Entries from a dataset
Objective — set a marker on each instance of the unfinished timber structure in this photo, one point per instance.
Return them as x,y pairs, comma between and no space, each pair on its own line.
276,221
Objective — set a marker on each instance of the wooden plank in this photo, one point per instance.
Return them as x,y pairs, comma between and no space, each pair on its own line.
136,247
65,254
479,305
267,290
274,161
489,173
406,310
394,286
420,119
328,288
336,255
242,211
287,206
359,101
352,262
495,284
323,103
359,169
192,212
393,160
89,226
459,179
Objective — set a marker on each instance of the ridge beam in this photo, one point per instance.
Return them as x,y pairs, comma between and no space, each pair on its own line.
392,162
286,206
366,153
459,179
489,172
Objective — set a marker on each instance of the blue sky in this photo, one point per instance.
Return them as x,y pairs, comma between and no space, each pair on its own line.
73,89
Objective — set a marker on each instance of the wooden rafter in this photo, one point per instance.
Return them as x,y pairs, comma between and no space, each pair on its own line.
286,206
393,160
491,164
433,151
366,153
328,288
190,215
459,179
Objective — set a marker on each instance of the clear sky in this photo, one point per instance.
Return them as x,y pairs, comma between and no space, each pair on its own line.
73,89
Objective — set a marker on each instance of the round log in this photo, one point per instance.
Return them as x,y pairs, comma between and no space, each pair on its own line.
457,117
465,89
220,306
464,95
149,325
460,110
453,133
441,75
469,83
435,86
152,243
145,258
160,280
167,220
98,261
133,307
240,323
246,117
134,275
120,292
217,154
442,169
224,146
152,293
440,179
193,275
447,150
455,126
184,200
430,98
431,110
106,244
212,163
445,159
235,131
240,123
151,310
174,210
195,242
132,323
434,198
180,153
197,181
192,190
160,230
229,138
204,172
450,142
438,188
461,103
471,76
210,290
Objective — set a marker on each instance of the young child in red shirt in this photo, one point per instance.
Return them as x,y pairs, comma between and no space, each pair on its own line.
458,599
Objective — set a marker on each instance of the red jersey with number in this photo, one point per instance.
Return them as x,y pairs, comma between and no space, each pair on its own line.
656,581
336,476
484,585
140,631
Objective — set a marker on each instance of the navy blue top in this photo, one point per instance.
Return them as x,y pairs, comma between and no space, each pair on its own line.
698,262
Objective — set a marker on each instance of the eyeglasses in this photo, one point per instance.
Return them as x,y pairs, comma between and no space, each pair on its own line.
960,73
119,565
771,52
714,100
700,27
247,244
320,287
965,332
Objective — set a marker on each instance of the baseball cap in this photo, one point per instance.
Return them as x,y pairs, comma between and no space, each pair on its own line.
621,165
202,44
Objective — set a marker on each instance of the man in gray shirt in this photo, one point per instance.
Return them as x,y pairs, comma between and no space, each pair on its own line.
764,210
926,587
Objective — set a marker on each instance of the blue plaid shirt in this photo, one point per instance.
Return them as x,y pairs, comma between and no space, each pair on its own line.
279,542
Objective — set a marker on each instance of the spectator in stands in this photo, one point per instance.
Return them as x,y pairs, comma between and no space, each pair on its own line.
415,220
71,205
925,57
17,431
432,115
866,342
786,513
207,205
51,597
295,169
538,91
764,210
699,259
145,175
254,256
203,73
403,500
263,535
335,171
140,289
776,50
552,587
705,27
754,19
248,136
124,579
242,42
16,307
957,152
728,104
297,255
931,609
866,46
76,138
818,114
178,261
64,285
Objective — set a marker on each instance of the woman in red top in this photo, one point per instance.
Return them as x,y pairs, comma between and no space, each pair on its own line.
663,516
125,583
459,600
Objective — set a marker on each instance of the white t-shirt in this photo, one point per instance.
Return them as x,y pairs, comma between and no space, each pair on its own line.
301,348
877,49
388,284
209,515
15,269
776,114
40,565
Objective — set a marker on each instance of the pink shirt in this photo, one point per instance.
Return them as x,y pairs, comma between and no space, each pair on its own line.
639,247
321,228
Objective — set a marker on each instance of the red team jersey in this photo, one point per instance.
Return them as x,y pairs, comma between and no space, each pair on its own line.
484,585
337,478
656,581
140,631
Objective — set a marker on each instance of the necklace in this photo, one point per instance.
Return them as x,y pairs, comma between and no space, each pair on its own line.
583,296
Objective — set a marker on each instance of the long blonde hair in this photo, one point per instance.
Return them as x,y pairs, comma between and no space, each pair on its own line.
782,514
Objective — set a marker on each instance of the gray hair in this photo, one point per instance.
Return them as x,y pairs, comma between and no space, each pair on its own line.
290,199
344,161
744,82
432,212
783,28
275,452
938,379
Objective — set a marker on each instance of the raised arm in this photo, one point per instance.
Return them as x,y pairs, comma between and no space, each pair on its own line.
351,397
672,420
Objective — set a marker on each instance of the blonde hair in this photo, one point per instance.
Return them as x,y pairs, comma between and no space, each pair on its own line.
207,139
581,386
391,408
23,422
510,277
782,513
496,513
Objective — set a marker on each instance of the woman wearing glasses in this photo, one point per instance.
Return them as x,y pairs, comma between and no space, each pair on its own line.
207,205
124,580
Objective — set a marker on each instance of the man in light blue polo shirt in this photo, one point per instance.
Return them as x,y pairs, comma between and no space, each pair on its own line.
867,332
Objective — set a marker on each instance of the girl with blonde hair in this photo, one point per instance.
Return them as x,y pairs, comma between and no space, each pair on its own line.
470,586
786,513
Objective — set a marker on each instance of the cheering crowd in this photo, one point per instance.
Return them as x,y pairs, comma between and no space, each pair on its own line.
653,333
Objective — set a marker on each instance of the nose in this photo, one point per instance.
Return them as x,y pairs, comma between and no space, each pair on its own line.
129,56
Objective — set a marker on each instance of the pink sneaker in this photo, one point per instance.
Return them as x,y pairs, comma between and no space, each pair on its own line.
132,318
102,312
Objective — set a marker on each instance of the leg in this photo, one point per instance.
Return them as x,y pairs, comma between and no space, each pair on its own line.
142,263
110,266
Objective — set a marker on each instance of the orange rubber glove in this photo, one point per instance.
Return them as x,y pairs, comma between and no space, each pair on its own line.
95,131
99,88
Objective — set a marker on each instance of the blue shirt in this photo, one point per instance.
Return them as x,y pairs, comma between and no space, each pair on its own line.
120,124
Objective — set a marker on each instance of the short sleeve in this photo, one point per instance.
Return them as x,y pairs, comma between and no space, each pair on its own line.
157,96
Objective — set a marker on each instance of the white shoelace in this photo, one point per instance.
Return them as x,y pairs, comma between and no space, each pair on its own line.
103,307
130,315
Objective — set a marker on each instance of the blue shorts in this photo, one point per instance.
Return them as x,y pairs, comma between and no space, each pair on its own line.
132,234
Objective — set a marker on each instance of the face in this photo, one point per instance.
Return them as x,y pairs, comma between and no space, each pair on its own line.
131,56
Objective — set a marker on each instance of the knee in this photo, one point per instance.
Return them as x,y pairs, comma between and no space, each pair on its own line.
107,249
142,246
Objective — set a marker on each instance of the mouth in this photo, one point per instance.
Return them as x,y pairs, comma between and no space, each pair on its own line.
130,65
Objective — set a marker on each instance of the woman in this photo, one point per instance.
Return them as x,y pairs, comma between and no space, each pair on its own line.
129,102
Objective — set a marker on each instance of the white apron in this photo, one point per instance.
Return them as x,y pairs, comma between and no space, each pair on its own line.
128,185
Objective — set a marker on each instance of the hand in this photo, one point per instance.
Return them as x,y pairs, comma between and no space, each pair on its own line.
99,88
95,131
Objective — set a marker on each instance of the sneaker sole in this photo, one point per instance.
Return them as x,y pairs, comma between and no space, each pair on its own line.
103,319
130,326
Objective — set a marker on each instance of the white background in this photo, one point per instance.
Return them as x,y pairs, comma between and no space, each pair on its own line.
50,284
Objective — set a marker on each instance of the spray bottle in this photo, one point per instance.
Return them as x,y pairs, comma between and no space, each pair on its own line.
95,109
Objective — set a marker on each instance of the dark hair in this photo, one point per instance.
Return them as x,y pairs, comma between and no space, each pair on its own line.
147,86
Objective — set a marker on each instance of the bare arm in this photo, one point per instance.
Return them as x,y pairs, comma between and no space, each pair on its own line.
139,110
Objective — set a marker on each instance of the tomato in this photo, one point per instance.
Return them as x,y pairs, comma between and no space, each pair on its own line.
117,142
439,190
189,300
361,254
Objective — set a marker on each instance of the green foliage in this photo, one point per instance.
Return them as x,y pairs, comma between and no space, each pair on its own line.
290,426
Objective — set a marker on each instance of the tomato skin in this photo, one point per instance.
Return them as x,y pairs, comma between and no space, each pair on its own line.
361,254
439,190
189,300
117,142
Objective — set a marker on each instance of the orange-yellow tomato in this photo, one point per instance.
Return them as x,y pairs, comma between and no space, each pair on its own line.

TASK TO CARRY OUT -
Copy out verbatim the lines of the listing from the one containing "Objective — set a marker on each instance of the orange-yellow" through its last line, inclusive.

RESPONSE TO THIS EXERCISE -
Objective — set a marker on each instance of the orange-yellow tomato in this photo, one point per instance.
Return them as x,y pairs, comma between and no space, each pair on its own line.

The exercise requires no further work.